• Records supplied:
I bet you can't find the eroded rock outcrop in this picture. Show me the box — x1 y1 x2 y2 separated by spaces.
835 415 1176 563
==
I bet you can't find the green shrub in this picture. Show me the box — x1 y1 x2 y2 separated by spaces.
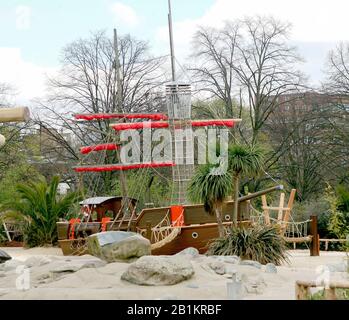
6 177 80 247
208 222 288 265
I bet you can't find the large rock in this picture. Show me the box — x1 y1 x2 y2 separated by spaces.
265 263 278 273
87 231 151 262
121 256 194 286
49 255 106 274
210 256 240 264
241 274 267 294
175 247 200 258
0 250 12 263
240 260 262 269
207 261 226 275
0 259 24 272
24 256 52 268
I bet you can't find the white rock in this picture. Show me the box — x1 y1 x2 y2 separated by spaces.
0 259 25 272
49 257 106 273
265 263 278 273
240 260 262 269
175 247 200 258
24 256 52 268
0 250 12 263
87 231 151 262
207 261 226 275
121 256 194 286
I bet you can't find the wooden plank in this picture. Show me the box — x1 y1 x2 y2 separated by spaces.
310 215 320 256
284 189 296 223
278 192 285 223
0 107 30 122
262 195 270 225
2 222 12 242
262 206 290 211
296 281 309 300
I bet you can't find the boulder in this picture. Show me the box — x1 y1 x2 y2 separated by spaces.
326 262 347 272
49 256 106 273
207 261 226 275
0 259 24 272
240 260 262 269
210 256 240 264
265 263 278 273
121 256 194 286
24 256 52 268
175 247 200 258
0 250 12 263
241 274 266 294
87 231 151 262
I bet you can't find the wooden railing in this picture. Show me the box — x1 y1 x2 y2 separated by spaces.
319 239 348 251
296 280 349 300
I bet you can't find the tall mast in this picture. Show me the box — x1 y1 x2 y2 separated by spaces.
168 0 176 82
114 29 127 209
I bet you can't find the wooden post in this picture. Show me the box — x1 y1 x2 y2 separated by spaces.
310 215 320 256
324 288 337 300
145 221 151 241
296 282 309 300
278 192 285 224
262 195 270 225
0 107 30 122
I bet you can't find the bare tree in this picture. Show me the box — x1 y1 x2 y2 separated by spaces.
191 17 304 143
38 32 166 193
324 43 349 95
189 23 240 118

• Exercise objective: Rewrite the stretch of the listing from the line containing "I bet you can't find the wooden railing" through the line containing "189 23 240 118", both lines included. Increase every bounding-box coordinate by 55 and keep all other lines unchanged.

• Worked solution:
I bet you can't find the wooden railing in this picture. Show me the box — x1 y1 x2 y2 separated by spaces.
374 294 403 306
351 335 404 355
I bet you can't find the tall mast in this picture. Show me the box — x1 y1 x2 y2 separated by spaces.
223 55 231 137
169 84 182 264
I bet you can't find the wooden post in this picture. Show me the box — x1 y1 x2 y2 separated by spaces.
365 270 375 311
379 343 392 355
200 276 206 296
351 337 364 355
333 247 340 279
317 250 325 280
55 162 85 177
I bet you can't find the bare tree in this picture. Show me the box — x1 y1 x2 y2 separated by spaces.
246 72 359 198
93 87 221 248
379 98 404 150
244 78 295 173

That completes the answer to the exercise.